**Prompt:** Quote, exactly, the line holding "Target: grass" and all lines after it to the end of the records below. Exclude pictures.

Exercise material: Begin

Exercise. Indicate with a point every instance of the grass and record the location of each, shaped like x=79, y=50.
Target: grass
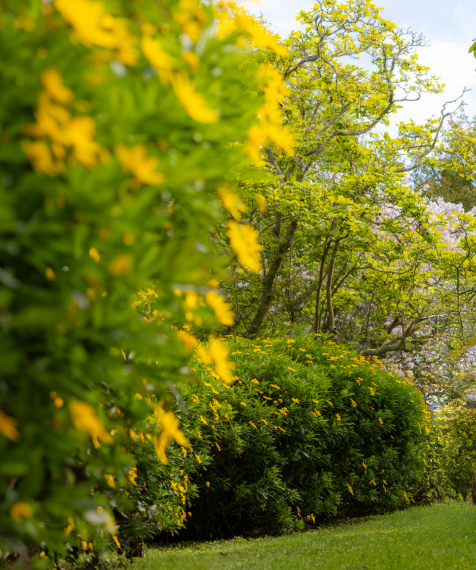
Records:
x=424, y=538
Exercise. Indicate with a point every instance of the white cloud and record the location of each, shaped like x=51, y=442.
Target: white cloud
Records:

Exercise material: End

**Completed exercise:**
Target: grass
Records:
x=424, y=538
Exercise. Indicate with a point every instance of the white cloud and record the location of each, shaped like x=51, y=442.
Target: white cloud
Records:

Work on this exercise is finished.